• _Source material_

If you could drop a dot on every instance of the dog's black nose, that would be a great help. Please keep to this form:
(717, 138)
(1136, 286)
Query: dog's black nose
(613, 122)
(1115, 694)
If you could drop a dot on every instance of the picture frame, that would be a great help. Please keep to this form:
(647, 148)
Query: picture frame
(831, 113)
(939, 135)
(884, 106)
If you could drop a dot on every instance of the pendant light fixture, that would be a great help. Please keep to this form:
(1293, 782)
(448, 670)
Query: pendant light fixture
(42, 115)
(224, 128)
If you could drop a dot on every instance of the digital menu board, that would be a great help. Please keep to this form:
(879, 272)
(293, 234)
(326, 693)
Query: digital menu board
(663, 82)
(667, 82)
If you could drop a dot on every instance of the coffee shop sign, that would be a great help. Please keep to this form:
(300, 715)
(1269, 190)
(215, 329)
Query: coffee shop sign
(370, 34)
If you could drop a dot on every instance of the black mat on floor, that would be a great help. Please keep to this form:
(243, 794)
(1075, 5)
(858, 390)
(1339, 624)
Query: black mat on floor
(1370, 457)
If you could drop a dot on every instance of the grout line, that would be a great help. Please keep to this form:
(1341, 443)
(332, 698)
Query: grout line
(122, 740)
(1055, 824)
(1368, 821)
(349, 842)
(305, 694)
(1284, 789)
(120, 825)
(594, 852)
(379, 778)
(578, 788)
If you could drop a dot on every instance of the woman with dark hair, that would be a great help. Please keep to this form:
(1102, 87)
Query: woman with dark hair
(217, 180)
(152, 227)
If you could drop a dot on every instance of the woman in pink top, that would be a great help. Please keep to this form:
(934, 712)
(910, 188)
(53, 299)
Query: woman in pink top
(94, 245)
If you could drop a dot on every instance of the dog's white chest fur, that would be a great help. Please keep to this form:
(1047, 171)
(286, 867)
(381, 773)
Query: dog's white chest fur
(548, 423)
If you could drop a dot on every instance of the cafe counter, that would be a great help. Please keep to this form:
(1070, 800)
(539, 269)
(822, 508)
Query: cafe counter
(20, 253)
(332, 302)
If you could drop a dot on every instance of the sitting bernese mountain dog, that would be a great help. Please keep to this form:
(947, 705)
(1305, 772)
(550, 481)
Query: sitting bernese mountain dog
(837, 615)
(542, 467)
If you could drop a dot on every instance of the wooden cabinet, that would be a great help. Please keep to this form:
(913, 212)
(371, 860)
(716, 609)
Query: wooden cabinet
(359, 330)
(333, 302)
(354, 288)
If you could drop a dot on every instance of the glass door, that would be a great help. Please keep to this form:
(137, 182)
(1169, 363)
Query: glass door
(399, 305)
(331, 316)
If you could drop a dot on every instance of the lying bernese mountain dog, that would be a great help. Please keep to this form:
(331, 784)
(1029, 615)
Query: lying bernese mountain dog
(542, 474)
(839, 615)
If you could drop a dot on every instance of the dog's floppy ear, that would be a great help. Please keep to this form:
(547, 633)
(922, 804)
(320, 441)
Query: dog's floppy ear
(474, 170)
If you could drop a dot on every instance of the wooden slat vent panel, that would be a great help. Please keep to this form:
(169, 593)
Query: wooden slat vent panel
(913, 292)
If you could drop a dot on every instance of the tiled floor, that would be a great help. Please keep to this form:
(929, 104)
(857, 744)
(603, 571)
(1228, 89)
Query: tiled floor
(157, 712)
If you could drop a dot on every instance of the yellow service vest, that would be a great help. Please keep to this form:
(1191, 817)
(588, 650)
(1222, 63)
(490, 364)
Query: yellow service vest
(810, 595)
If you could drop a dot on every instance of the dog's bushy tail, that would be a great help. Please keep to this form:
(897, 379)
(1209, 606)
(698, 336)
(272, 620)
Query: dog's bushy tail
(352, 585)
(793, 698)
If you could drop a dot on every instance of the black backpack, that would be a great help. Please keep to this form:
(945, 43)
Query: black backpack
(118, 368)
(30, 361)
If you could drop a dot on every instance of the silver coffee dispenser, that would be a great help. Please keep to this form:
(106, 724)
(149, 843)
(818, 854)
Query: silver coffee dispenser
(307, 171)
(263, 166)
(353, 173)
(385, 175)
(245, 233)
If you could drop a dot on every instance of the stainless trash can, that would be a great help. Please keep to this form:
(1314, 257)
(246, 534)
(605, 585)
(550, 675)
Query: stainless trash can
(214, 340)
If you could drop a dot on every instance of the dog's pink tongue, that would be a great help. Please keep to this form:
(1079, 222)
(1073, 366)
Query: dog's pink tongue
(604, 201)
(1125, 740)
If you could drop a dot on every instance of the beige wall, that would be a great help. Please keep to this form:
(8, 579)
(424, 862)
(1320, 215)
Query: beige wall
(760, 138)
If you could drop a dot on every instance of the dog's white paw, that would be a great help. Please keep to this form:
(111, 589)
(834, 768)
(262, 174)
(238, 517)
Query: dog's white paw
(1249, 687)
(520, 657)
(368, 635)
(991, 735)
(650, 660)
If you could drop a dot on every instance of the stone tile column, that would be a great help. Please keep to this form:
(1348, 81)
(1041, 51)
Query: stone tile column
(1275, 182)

• _Problem details_
Reproduce the data in its entirety, matching each character.

• _Response for this exercise_
If you could drop a dot on every instance of the dog's black nose, that would be a great help. Please keep to this form:
(717, 138)
(1136, 286)
Query: dog's black nose
(613, 122)
(1115, 694)
If you could drop a dot on every instance of the picture frame, that would be a great help. Please keep to this form:
(647, 148)
Query: picture frame
(831, 113)
(939, 135)
(884, 106)
If you could drop a dot on every instance of the pendant light fixture, that would be a great help. Please keep to this form:
(1293, 782)
(448, 670)
Query: pendant light fixture
(42, 115)
(224, 128)
If you could drop a dot on every instance of the digital menu board, that would be a great help. Please keep to this form:
(879, 272)
(293, 234)
(326, 693)
Query: digital menu board
(663, 82)
(667, 82)
If you could drop a dot on every instance of the coffee shop sign, that would be a great help. Please keep to this form:
(300, 715)
(1269, 190)
(215, 329)
Query: coffee shop sign
(370, 34)
If you could drop a dot on every instance of the black mat on floor, that would be a great help. Please keep to this form:
(243, 794)
(1075, 5)
(858, 390)
(1339, 624)
Query: black mat on floor
(1370, 457)
If you could drop a dot on every instance of the grout line, that would be a great help. Please keep to this form:
(1341, 443)
(332, 698)
Query: grout line
(122, 740)
(1055, 824)
(1368, 821)
(349, 842)
(305, 694)
(1284, 789)
(120, 825)
(594, 852)
(379, 778)
(578, 788)
If you could drop a dot on every instance of the woman with dark hair, that would be a great help. Please keep to this form:
(1102, 87)
Query: woman with dark hair
(217, 180)
(152, 227)
If you could drop a dot on every instance of the woman in pink top, that would be a great help. Please keep to this form:
(934, 712)
(910, 188)
(53, 299)
Query: woman in pink top
(94, 245)
If you could drop a dot on every instance of the dog's white chest fur, that would be a great help. Please keep to this form:
(1047, 171)
(286, 867)
(381, 773)
Query: dog's white chest fur
(548, 423)
If you could drop a dot on every instance of the cafe counter, that would be a great help. Please keep to this form:
(1070, 800)
(539, 269)
(822, 508)
Query: cafe counter
(20, 253)
(332, 302)
If you could drop a dot on every instance of the sitting bernese mountain dog, that would be a great help. Please keep to this form:
(947, 705)
(1305, 772)
(550, 481)
Query: sitting bernese mountain dog
(837, 615)
(542, 467)
If you could drop a dot on every instance of the wooden cabinet, that would be a great help. Please keep to this form:
(913, 212)
(371, 860)
(716, 609)
Query: wooden cabinet
(359, 330)
(333, 302)
(354, 288)
If you could drop a dot on every instance of the glass door, that would be a great help. Please keep to this form:
(137, 182)
(1169, 363)
Query: glass door
(399, 305)
(331, 316)
If you could drop a dot on every instance of the lying bernese mountain dog, that would be a great help. Please keep to this form:
(331, 784)
(1029, 615)
Query: lying bernese mountain dog
(542, 474)
(839, 615)
If you could drop a dot on every instance of the dog's floppy ear, that would be a great help. Please keep to this form:
(547, 633)
(922, 804)
(320, 441)
Query: dog's floppy ear
(474, 170)
If you could drop a dot on every instance of the wooden slat vent panel, that would be a great help. Please keep to this form:
(169, 593)
Query: wooden slat vent panel
(913, 292)
If you could drop a dot on every instance of the tiled floor, that would be a great help. Please keep to this form:
(929, 104)
(857, 744)
(603, 571)
(1228, 89)
Query: tiled floor
(157, 712)
If you could drop a dot on every instance of the yellow service vest, that would be a great help. Please keep to this form:
(1191, 817)
(588, 650)
(1222, 63)
(490, 364)
Query: yellow service vest
(810, 595)
If you could drop a dot on every instance of the dog's bushy tail, that would be a great help. Please keep to this form:
(897, 379)
(1209, 606)
(698, 336)
(272, 620)
Query: dog's bushy tail
(352, 585)
(793, 698)
If you could drop a dot on every instance of the black backpack, that would be a great help. Please keep to this form:
(945, 43)
Query: black backpack
(118, 368)
(30, 361)
If you could drop a dot on every instance of the silver coffee dispenser, that would be a great help. Please keep to this form:
(106, 724)
(149, 843)
(818, 854)
Query: silver coffee dispenser
(307, 171)
(263, 166)
(353, 173)
(385, 175)
(245, 233)
If you could drop a dot on every instance of the stainless trash can, that would be a great help. Please keep to this form:
(1314, 257)
(246, 534)
(605, 585)
(550, 675)
Query: stainless trash can
(214, 340)
If you could drop a dot on every instance of the dog's pink tongue, that would be a great help. Please keep to this form:
(1079, 222)
(1073, 366)
Query: dog's pink tongue
(604, 201)
(1125, 740)
If you could drop a dot on every instance of the beige wall, that would be a great help. Please keep to this form:
(8, 579)
(424, 862)
(1320, 215)
Query: beige wall
(760, 138)
If you could drop a dot on every instance of the dog's white paw, that would be a great help. Please keep to this form:
(111, 589)
(834, 768)
(262, 174)
(238, 517)
Query: dog's white paw
(1249, 687)
(520, 657)
(368, 635)
(991, 735)
(650, 660)
If you could drop a dot on every instance of the stone tile column, that would be a great help. Please keep to this form:
(1348, 81)
(1041, 51)
Query: stone tile column
(1275, 182)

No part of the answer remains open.